◆ REQUIRED ACTIONS
1 > Copy out, word for word and in full, the mailing-list message on the layout description language.
2 > Count the lines of the records that contain the string "scarf", treating uppercase and lowercase as different, and give only the number.
--- START OF EXCERPT TO READ ---
More detail than I had intended on Layout description language

Wed Feb 18 01:21:11 UTC 2015

On 2015-02-12, at 11:05 AM, Tobi Ajila <atobia at ca.ibm.com> wrote:
> Apologies for the slow response.

Same on this end, plus I am leaving Oracle, which will make my responses infinitely slow.
Nonetheless, while I am still here, I should comment.  Overall, I like the strawman, and only 
see a couple of places where there's likely to be disagreement, and I am not even sure it is
"disagree" as "want to be sure we understand why we are doing this".

> We want a memory model that is strong enough to satisfy the intuition of C programmers, but not stronger. I think we all agree that restricting the sizes of reads unnecessarily restricts the implementation.
> 
> Atomicity is useful, but should not be a default property. We've incorporated it into the following proposal.
> 
> The following is a new proposal. It contains elements from your previous proposal (some of it is copy-pasted).
--- END OF EXCERPT TO READ ---
--- START OF DATASET ---
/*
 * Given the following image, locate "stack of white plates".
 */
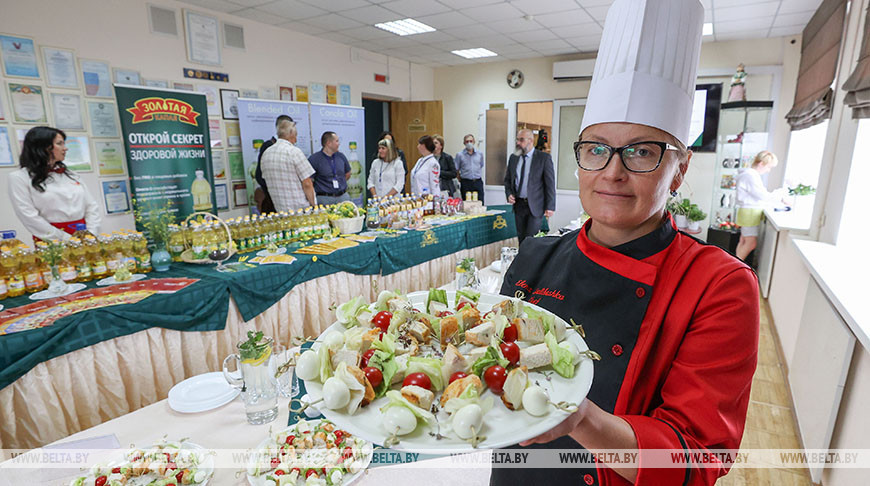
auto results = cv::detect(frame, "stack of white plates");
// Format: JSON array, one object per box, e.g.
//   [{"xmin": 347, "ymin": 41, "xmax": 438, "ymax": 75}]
[{"xmin": 169, "ymin": 371, "xmax": 240, "ymax": 413}]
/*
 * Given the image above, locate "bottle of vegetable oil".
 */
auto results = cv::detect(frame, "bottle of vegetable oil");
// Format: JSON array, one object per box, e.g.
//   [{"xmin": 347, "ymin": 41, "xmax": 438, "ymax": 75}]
[
  {"xmin": 20, "ymin": 248, "xmax": 46, "ymax": 294},
  {"xmin": 0, "ymin": 250, "xmax": 25, "ymax": 297}
]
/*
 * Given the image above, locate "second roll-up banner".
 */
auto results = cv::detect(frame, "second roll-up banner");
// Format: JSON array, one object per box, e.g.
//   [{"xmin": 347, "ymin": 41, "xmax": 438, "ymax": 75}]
[
  {"xmin": 233, "ymin": 98, "xmax": 312, "ymax": 212},
  {"xmin": 236, "ymin": 98, "xmax": 366, "ymax": 212}
]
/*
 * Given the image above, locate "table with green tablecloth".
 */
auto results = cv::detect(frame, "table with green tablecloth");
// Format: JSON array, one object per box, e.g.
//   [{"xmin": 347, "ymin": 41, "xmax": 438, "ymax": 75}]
[{"xmin": 0, "ymin": 206, "xmax": 516, "ymax": 448}]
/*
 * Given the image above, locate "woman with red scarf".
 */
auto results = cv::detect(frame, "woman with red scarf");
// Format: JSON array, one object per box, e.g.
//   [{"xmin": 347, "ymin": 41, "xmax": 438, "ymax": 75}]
[{"xmin": 9, "ymin": 127, "xmax": 102, "ymax": 240}]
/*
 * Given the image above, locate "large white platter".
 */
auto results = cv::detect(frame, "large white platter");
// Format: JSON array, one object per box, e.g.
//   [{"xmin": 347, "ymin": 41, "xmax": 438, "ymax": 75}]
[{"xmin": 305, "ymin": 291, "xmax": 593, "ymax": 454}]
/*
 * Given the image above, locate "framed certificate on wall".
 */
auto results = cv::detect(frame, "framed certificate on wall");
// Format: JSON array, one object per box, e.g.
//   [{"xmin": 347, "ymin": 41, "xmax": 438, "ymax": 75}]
[{"xmin": 184, "ymin": 10, "xmax": 221, "ymax": 66}]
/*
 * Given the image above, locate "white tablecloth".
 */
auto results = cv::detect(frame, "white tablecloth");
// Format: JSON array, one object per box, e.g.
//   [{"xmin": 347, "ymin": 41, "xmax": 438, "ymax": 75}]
[{"xmin": 0, "ymin": 238, "xmax": 517, "ymax": 452}]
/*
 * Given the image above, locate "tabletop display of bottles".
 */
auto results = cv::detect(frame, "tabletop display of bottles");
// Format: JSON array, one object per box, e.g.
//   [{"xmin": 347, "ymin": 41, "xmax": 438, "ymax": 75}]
[
  {"xmin": 366, "ymin": 194, "xmax": 462, "ymax": 229},
  {"xmin": 0, "ymin": 230, "xmax": 151, "ymax": 299}
]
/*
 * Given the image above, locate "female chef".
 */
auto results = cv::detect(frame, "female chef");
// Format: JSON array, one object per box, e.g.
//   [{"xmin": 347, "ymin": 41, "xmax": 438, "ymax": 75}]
[
  {"xmin": 9, "ymin": 127, "xmax": 102, "ymax": 240},
  {"xmin": 411, "ymin": 135, "xmax": 441, "ymax": 195},
  {"xmin": 491, "ymin": 0, "xmax": 759, "ymax": 485}
]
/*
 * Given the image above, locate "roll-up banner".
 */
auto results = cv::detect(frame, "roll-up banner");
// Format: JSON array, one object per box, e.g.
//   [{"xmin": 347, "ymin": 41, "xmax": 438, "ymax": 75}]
[
  {"xmin": 115, "ymin": 85, "xmax": 217, "ymax": 226},
  {"xmin": 239, "ymin": 98, "xmax": 311, "ymax": 212},
  {"xmin": 311, "ymin": 103, "xmax": 366, "ymax": 206}
]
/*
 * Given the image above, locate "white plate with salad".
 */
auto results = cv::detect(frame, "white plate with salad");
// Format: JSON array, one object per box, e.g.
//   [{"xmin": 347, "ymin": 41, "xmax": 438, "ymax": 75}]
[
  {"xmin": 296, "ymin": 289, "xmax": 597, "ymax": 454},
  {"xmin": 70, "ymin": 440, "xmax": 214, "ymax": 486},
  {"xmin": 246, "ymin": 419, "xmax": 373, "ymax": 486}
]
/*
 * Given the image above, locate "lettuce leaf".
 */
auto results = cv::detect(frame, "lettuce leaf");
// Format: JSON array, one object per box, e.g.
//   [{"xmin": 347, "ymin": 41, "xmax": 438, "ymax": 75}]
[
  {"xmin": 405, "ymin": 357, "xmax": 444, "ymax": 390},
  {"xmin": 369, "ymin": 334, "xmax": 399, "ymax": 397},
  {"xmin": 344, "ymin": 326, "xmax": 368, "ymax": 351},
  {"xmin": 387, "ymin": 309, "xmax": 414, "ymax": 334},
  {"xmin": 374, "ymin": 290, "xmax": 401, "ymax": 314},
  {"xmin": 369, "ymin": 351, "xmax": 399, "ymax": 398},
  {"xmin": 317, "ymin": 344, "xmax": 332, "ymax": 383},
  {"xmin": 426, "ymin": 289, "xmax": 448, "ymax": 312},
  {"xmin": 544, "ymin": 332, "xmax": 574, "ymax": 378},
  {"xmin": 453, "ymin": 287, "xmax": 480, "ymax": 308},
  {"xmin": 444, "ymin": 384, "xmax": 492, "ymax": 415},
  {"xmin": 381, "ymin": 390, "xmax": 436, "ymax": 425},
  {"xmin": 526, "ymin": 307, "xmax": 556, "ymax": 337},
  {"xmin": 335, "ymin": 295, "xmax": 368, "ymax": 328},
  {"xmin": 471, "ymin": 346, "xmax": 510, "ymax": 379}
]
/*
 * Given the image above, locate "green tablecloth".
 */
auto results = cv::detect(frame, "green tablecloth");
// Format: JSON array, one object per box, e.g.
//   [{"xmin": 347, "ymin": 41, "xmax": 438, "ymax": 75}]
[{"xmin": 0, "ymin": 206, "xmax": 516, "ymax": 389}]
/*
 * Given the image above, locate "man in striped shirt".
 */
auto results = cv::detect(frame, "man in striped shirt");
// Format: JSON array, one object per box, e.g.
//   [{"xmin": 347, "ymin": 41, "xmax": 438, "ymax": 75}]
[{"xmin": 260, "ymin": 120, "xmax": 315, "ymax": 211}]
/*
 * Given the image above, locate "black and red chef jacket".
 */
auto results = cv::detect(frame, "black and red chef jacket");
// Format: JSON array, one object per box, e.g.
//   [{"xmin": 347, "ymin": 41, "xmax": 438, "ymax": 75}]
[{"xmin": 491, "ymin": 216, "xmax": 759, "ymax": 485}]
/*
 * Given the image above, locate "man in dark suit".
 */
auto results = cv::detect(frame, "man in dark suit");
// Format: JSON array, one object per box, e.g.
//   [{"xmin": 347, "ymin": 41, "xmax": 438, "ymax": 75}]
[{"xmin": 504, "ymin": 129, "xmax": 556, "ymax": 243}]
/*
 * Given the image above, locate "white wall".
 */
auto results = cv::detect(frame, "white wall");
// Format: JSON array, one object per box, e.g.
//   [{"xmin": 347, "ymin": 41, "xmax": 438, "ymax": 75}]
[
  {"xmin": 435, "ymin": 36, "xmax": 800, "ymax": 232},
  {"xmin": 0, "ymin": 0, "xmax": 434, "ymax": 241}
]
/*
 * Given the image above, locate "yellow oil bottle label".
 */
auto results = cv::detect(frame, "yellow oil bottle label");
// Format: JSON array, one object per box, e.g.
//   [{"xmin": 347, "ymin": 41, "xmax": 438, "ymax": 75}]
[
  {"xmin": 7, "ymin": 275, "xmax": 24, "ymax": 295},
  {"xmin": 24, "ymin": 272, "xmax": 43, "ymax": 290},
  {"xmin": 76, "ymin": 264, "xmax": 91, "ymax": 278},
  {"xmin": 59, "ymin": 266, "xmax": 78, "ymax": 282}
]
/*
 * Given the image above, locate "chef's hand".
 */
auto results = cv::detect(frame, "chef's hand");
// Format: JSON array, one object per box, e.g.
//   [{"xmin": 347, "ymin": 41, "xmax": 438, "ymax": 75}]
[{"xmin": 520, "ymin": 399, "xmax": 589, "ymax": 447}]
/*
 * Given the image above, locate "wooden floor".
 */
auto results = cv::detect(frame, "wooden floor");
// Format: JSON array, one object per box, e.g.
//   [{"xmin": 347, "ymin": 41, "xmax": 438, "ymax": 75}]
[{"xmin": 716, "ymin": 299, "xmax": 813, "ymax": 486}]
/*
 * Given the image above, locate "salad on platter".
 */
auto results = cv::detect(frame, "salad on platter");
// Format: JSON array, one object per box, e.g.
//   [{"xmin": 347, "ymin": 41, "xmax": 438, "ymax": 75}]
[
  {"xmin": 296, "ymin": 288, "xmax": 600, "ymax": 450},
  {"xmin": 247, "ymin": 420, "xmax": 373, "ymax": 486},
  {"xmin": 70, "ymin": 440, "xmax": 214, "ymax": 486}
]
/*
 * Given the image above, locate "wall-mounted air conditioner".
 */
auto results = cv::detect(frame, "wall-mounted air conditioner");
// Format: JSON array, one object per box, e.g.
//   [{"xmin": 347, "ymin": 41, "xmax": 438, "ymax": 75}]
[{"xmin": 553, "ymin": 59, "xmax": 595, "ymax": 81}]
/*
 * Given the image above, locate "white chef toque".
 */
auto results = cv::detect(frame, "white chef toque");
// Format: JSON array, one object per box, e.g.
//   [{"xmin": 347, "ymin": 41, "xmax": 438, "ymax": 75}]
[{"xmin": 580, "ymin": 0, "xmax": 704, "ymax": 145}]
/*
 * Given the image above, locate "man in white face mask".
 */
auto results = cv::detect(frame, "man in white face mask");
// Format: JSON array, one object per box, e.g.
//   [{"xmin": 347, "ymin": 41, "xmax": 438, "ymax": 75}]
[
  {"xmin": 454, "ymin": 133, "xmax": 483, "ymax": 201},
  {"xmin": 504, "ymin": 129, "xmax": 556, "ymax": 243}
]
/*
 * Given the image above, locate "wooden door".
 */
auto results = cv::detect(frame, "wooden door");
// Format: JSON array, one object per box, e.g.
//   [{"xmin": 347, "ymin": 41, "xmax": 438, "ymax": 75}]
[{"xmin": 390, "ymin": 100, "xmax": 444, "ymax": 192}]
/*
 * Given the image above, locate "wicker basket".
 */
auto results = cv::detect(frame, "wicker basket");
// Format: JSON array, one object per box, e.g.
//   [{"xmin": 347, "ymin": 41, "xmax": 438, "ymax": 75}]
[
  {"xmin": 329, "ymin": 216, "xmax": 366, "ymax": 235},
  {"xmin": 181, "ymin": 211, "xmax": 236, "ymax": 265}
]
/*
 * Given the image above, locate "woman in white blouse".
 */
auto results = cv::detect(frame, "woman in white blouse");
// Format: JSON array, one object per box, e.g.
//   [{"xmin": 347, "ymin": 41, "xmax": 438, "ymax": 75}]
[
  {"xmin": 736, "ymin": 150, "xmax": 782, "ymax": 260},
  {"xmin": 9, "ymin": 127, "xmax": 102, "ymax": 240},
  {"xmin": 368, "ymin": 138, "xmax": 405, "ymax": 197},
  {"xmin": 411, "ymin": 135, "xmax": 441, "ymax": 194}
]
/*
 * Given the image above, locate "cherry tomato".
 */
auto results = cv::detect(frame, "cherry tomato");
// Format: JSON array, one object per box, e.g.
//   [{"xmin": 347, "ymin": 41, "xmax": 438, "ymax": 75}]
[
  {"xmin": 359, "ymin": 348, "xmax": 377, "ymax": 368},
  {"xmin": 363, "ymin": 366, "xmax": 384, "ymax": 387},
  {"xmin": 502, "ymin": 322, "xmax": 517, "ymax": 343},
  {"xmin": 483, "ymin": 365, "xmax": 507, "ymax": 395},
  {"xmin": 372, "ymin": 311, "xmax": 393, "ymax": 332},
  {"xmin": 447, "ymin": 371, "xmax": 468, "ymax": 385},
  {"xmin": 498, "ymin": 343, "xmax": 520, "ymax": 365},
  {"xmin": 402, "ymin": 373, "xmax": 432, "ymax": 391}
]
--- END OF DATASET ---
◆ RESULTS BY TASK
1 >
More detail than I had intended on Layout description language

Wed Feb 18 01:21:11 UTC 2015

On 2015-02-12, at 11:05 AM, Tobi Ajila <atobia at ca.ibm.com> wrote:
> Apologies for the slow response.

Same on this end, plus I am leaving Oracle, which will make my responses infinitely slow.
Nonetheless, while I am still here, I should comment.  Overall, I like the strawman, and only 
see a couple of places where there's likely to be disagreement, and I am not even sure it is
"disagree" as "want to be sure we understand why we are doing this".

> We want a memory model that is strong enough to satisfy the intuition of C programmers, but not stronger. I think we all agree that restricting the sizes of reads unnecessarily restricts the implementation.
> 
> Atomicity is useful, but should not be a default property. We've incorporated it into the following proposal.
> 
> The following is a new proposal. It contains elements from your previous proposal (some of it is copy-pasted).

2 > 2